**EXERCISES TO COMPLETE**
1. In the SMURF standalone passage, what are the possible values for the data_type parameter?
2. Transcribe the SMURF standalone passage, everything from "pe_flag - 0/1" down to "score above qual_th.".
3. Go on with the SMURF standalone passage, picking up after its last line.

**SELECTED PASSAGE**
To allow using SMURF when Matlab is not available, we prepared a Windows and a Linux precompiled versions of SMURF. The user should first download and install one of the following file:
Windows - download and install MCR from: https://www.mathworks.com/supportfiles/downloads/R2015a/deployment_files/R2015a/installers/win64/MCR_R2015a_win64_installer.exe
Linux - download and install MCR from: https://www.mathworks.com/supportfiles/downloads/R2014a/deployment_files/R2014a/installers/glnxa64/MCR_R2014a_glnxa64_installer.zip
The SMURF standalone version has a single input argument: the name of the configuration file, to be provided in the command line. In Windows the user will be prompted to select the config file in case it was not provided in the command line.
An example of a configuration file (compiled_config_script.m) is provided with the package. The software will write all its log file in the same directory.
For example, the Linux command line would be: ./SMURF_lin ../Configs/compiled_params_script.m
And for Windows: SMURF_win.exe ../Configs/compiled_params_script.m
primers_seq - the list of (possibly degenerate) primers
DB_kmer_len - the length of the kmers saved in the ad hoc data base. Notice that the kmer_len parameter used for the sample profiling will have to be smaller than DB_kmer_len
allowed_mm - the maximal allowed mismatch between a primer and 16S sequence for the latter to be considered amplified by the primer
base_samples_dir - the samples’ directory
sample_name – the directory of fastq files of the specific samples. Notice that the fastq files must be named using the following convention. If the sample_name=’Example’, then for paired end sequencing the files will be names: Example_L001_R1_001.fastq and Example_L001_R2_001.fastq
primer_set_name – the name of the primers set used for sequencing the sample
kmer_len – the length of the k-mer to be used for profiling
data_type – specify whether the reads contain quality scores. Possible values are ‘fasta’ or ‘fastq’.
pe_flag - 0/1 flag specifying whether sequencing was single-end or paired-end, respectively.
qual_th – minimal Phred quality to be used in "prc_high_qual".
prc_high_qual – minimal required proportion of nucleotides in a read, having a Phred score above qual_th.

**MATERIAL SUPPLIED**

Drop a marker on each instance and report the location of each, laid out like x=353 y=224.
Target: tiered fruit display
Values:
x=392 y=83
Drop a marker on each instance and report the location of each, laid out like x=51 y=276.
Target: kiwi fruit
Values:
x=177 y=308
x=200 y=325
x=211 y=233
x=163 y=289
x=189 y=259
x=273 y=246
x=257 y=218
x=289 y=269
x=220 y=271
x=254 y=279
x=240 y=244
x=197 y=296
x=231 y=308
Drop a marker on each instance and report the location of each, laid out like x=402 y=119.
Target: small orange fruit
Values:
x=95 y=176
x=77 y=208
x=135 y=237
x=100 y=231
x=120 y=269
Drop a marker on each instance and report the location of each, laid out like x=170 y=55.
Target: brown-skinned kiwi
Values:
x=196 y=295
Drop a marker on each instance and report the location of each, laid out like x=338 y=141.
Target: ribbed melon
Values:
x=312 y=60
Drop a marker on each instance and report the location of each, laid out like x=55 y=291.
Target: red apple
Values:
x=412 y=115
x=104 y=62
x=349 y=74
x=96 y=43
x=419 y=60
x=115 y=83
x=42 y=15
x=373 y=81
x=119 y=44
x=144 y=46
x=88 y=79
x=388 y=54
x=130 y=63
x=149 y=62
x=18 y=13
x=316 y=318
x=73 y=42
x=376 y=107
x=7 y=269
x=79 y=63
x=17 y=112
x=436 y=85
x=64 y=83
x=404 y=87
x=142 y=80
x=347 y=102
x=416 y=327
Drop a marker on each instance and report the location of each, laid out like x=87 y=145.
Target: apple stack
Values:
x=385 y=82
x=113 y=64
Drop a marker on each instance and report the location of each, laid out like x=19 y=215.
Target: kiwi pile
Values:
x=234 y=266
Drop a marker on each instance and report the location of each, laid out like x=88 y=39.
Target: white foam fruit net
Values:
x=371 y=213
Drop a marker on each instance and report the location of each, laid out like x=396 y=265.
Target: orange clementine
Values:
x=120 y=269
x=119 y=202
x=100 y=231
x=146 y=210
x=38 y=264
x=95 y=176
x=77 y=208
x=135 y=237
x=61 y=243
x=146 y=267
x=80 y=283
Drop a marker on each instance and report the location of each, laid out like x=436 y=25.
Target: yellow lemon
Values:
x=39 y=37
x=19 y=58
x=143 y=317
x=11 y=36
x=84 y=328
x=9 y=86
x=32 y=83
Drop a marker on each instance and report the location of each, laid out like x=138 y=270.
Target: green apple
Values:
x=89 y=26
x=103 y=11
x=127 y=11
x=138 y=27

**RESULTS FOR EACH TASK**
1. The possible values are 'fasta' or 'fastq'.

2.
pe_flag - 0/1 flag specifying whether sequencing was single-end or paired-end, respectively.
qual_th – minimal Phred quality to be used in "prc_high_qual".
prc_high_qual – minimal required proportion of nucleotides in a read, having a Phred score above qual_th.

3.
low10_th – maximal number of base pairs allowed to have Phred score below 10.
max_num_Ns – maximal number of ambiguous nucleotides allowed per read.
algo_pe_flag – 0/1 flag specifying whether the reconstruction should be performed assuming single-end or paired-end, respectively. This parameter will usually be equal to pe_flag, although pe_flag = 1 and algo_pe_flag = 0 is allowed, while pe_flag = 0 and algo_pe_flag = 1 is not possible.
max_err_inprimer - maximal number of mismatches allowed between the primer sequence and the read. Used for assigning a read to a region.
with_primer_flag – 0/1 flag specifying whether to remove the primers after assignment of read to regions.
uniS16_dir – directory of the reference database used for profiling.
db_filename – name of the reference (fasta) database file (without extension).
filter_reads – 0/1 flag specifying whether to apply the low abundance data preprocessing filter.
min_read_freq - minimal required frequency for a read per region to pass the low frequency reads filter.
min_read_count - minimal required count for a read per region to pass the low frequency reads filter.
nMM_cut – maximal number of mismatches allowed when matching reads to k-mers.
do_filter - 0/1 flag specifying whether to apply the data preprocessing bacteria filter.
pe – probability of error per nucleotide assumed by the algorithm.
tol – maximal L1 change in the estimate of read proportions vector between algorithm iterations.
numIter – maximal number of iteration of the reconstruction algorithm.